=== Challenge ===
Starting at the beginning of the data and stopping after the line that contains "221), (51, 206)]", reproduce every line, requests included, and offset each coordinate in the answers by adding 87 to it.

-- START Data provided --

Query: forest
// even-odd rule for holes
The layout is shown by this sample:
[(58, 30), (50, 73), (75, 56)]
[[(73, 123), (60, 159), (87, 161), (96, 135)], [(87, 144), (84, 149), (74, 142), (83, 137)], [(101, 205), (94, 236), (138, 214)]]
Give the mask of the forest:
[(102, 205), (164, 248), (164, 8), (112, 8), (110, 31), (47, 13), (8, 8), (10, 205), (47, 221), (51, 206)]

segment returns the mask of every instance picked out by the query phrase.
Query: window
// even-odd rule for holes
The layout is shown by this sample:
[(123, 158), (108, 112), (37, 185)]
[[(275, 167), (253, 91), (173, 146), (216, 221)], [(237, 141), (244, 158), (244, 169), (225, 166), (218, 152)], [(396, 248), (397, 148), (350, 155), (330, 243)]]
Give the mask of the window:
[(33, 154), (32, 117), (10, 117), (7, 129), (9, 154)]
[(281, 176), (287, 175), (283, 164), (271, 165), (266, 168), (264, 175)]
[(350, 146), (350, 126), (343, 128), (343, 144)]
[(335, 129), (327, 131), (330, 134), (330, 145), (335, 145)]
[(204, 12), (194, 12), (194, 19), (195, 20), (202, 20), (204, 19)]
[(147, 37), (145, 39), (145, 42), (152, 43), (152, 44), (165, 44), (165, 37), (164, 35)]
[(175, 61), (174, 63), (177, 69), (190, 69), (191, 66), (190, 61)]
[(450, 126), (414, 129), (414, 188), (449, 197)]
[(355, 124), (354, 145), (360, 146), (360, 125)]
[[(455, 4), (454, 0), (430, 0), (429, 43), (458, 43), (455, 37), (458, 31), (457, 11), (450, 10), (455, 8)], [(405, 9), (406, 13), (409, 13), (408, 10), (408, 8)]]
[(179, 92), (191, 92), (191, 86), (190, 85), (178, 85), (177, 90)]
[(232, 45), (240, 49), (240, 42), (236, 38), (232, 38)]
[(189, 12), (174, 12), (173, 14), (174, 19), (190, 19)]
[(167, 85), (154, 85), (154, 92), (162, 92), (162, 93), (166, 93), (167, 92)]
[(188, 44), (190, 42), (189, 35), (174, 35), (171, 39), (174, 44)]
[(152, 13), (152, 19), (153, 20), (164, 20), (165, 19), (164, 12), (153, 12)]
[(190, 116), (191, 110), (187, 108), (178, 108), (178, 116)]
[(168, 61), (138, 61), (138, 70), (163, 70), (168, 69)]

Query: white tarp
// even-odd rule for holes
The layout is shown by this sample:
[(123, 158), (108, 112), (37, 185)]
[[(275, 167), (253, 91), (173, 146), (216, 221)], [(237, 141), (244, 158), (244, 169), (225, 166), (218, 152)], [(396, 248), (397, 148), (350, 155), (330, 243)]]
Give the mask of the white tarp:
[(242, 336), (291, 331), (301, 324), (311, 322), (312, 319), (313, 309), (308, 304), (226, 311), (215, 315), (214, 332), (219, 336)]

-- END Data provided --

=== Complete output ===
Query: forest
// even-odd rule for holes
The layout is shown by this sample:
[(58, 30), (50, 73), (75, 56)]
[[(73, 123), (60, 159), (87, 161), (96, 135)], [(87, 144), (84, 149), (74, 142), (83, 137)], [(101, 205), (94, 236), (138, 214)]]
Give the mask of the forest:
[(189, 292), (251, 335), (251, 95), (199, 95), (197, 118), (134, 100), (95, 95), (97, 292), (134, 308), (138, 293)]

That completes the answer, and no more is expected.